■ Quoted passage:
+===+
Chapter 3: Determinants Flashcards
The __________ is a scalar (number), obtained from the elements of a matrix by specified, operations,
which is characteristic of the matrix.
determinant of a matrix
The determinant of a matrix is a _______, obtained from the elements of a matrix by specified, operations,
which is characteristic of the matrix.
scalar (number)
The determinants are defined only for _______.
square matrices
The _________ of the element aij in a given determinant is the determinant of order (n-1 x n-1)
obtained by deleting the ith row and jth column of 𝐴𝑛𝑥𝑛
minor Mij
The scalar Cij=(-1)^(i+j) Mij are called the ______ of the element aij of the matrix A
cofactor
The value of the determinants can also be found by its ____________ or cofactors
minor elements
The value of the determinant can be found by __________ it from any row or column
expanding
_____________ the corresponding rows and columns of a determinant does not change its value
Interchanging
If two rows or two columns of a determinant are interchanged, the sign of the determinant is
changed but its ___________ is unchanged.
absolute value
If every element of a row or column of a determinant is ______, the value of the determinant is zero.
+===+
■ Material provided:
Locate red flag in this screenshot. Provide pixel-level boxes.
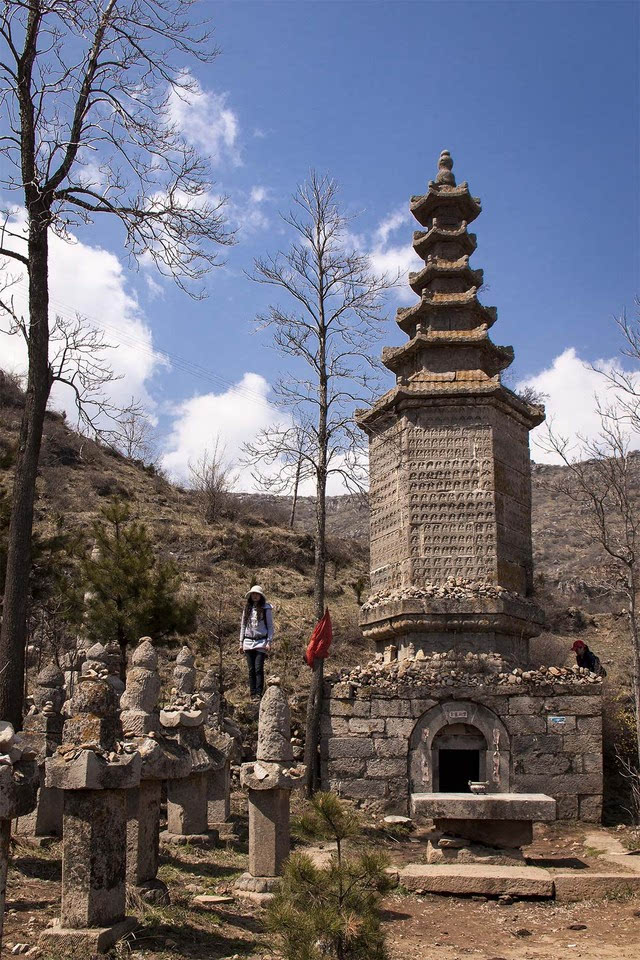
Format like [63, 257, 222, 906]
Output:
+===+
■ Written instruction A: In the determinants flashcards, for what kind of matrix are determinants defined?
■ Written instruction B: Carry on with the determinants flashcards from the point where they end.

■ Answer A: Determinants are defined only for square matrices.

■ Answer B:
zero
If two rows or columns of a determinant are _________, the value of the determinant is zero
identical
If every element of a row or column of a determinant is multiplied by the ___________, the
value of the determinant is multiplied by that constant
same constant K
The value of a determinant is not changed if each element of any row or of any column is added to
(or subtracted from) a ____________ of the corresponding element of another row or column.
constant multiple
The determinant of a _____________ is equal to the product of its diagonal elements.
diagonal matrix
The determinant of the product of two matrices is equal to the ___________ of the
two matrices, that is |AB| = |A||B|.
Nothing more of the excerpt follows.